**To do:** In the alumni profile of Richmond Wong, rewrite the passage from "Technology design is" up to and including "make ethical decisions.", changing "infrastructures" to "frameworks".

--- Begin Text extract ---

Featured Ph.D. Alum

Richmond Wong

Ph.D. 2020
Assistant Professor
Georgia Institute of Technology

Richmond Wong graduated from the School of Information with a Ph.D. in information science in 2020. Prior to the I School, he graduated from Cornell University with a Bachelor of Arts in Science & Technology Studies and in Information Science. He is currently an Assistant Professor of Digital Media at Georgia Tech’s School of Literature, Media, and Communication.

Why did you choose the I School?

I was drawn to the I School’s interdisciplinary perspective. While everyone used different methods and theories, people were drawn to a similar set of problems centered around how information, technology, and society all influence and affect each other. In addition, I was drawn to the feeling of community among the Ph.D. students and I School students more broadly, as well as the vibrancy of the East Bay Area! 

What was your focus at the I School?

At the start of my Ph.D., I focused on how to create new design activities to help technology practitioners better consider and think through different conceptions of privacy during the design process. Generally, these design activities would help practitioners speculate about possible futures with different technologies and their potential impacts on privacy. Over time, my focus shifted to more broadly understanding the work that technology practitioners do in their workplaces to try to surface and address ethical issues (including those related to privacy), and the social and organizational barriers they encounter. To do this, I drew on a lot of perspectives, including those from science & technology studies, critically-oriented human-computer interaction, and design. 

What was your favorite class?

I loved Deirdre Mulligan’s class “Technology and Delegation,” which really informed how I think about promoting and protecting social values that we care about. We might design a technical tool or solution, but we might also consider “designing” a standard, an auditing process, a platform policy, or an organizational structure. It really opened my mind to a broader set of possibilities, which I consider in the ongoing work I do! 

man in glasses getting hooded at graduation
Richmond Wong getting hooded by Professor Deirdre Mulligan at the 2022 Commencement ceremony (Photo by Noah Berger)

What is an information challenge that intrigues you?

A lot of “values and ethics in design” tools to help technologists identify ethical issues are built with the assumption that the individual who uses the tool is able to make design changes that address the identified issues. However, this is often not the case, particularly in larger organizations where there are many stakeholders that may need to be convinced that it’s worth taking an alternate design path. The person using the ethics tool often doesn’t have final decision making power about the product. So I’m intrigued by asking: How do we shift from thinking about values and ethics in design as a problem of individual responsibility, to instead thinking of it as a more collective or organizational one? What do values and ethics in design tools look like with that reframing? 

Technology design is a social and cultural practice (as well as a technical one). Thus, helping technologists design ethical systems requires more than creating technical ethical design tools; it also requires creating social and cultural infrastructures that can help support technologists to make ethical decisions.

You’re currently an Assistant Professor at Georgia Tech’s School of Literature, Media, and Communication, what compels you to work in academia? Tell us about your first year as faculty!

--- End Text extract ---
--- Begin Information supplied ---

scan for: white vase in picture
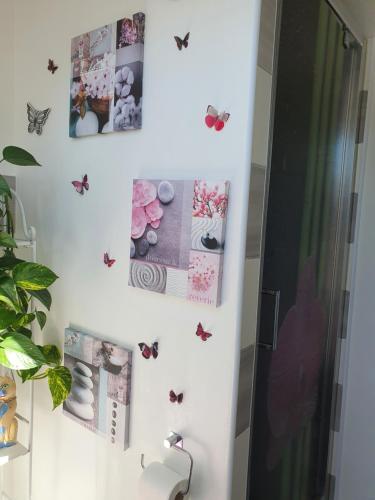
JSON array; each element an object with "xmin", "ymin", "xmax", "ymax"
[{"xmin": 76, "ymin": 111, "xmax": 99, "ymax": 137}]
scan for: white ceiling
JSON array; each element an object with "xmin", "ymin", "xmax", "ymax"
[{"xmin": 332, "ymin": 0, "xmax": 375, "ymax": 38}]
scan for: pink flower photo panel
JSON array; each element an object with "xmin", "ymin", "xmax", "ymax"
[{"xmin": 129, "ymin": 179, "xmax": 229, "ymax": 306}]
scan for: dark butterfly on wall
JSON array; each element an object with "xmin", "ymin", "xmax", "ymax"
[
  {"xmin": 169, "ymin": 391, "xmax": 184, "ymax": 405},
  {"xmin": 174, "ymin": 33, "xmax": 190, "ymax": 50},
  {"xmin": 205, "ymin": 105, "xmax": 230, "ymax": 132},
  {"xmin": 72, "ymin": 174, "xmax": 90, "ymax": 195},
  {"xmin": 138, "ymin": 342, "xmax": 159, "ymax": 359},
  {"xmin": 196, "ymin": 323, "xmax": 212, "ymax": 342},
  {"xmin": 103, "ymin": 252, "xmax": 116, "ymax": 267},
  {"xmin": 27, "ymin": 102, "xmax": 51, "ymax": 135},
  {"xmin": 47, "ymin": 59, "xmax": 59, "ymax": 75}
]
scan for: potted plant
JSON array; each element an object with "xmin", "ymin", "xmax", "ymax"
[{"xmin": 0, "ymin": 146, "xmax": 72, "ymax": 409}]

--- End Information supplied ---

**Answer:**
Technology design is a social and cultural practice (as well as a technical one). Thus, helping technologists design ethical systems requires more than creating technical ethical design tools; it also requires creating social and cultural frameworks that can help support technologists to make ethical decisions.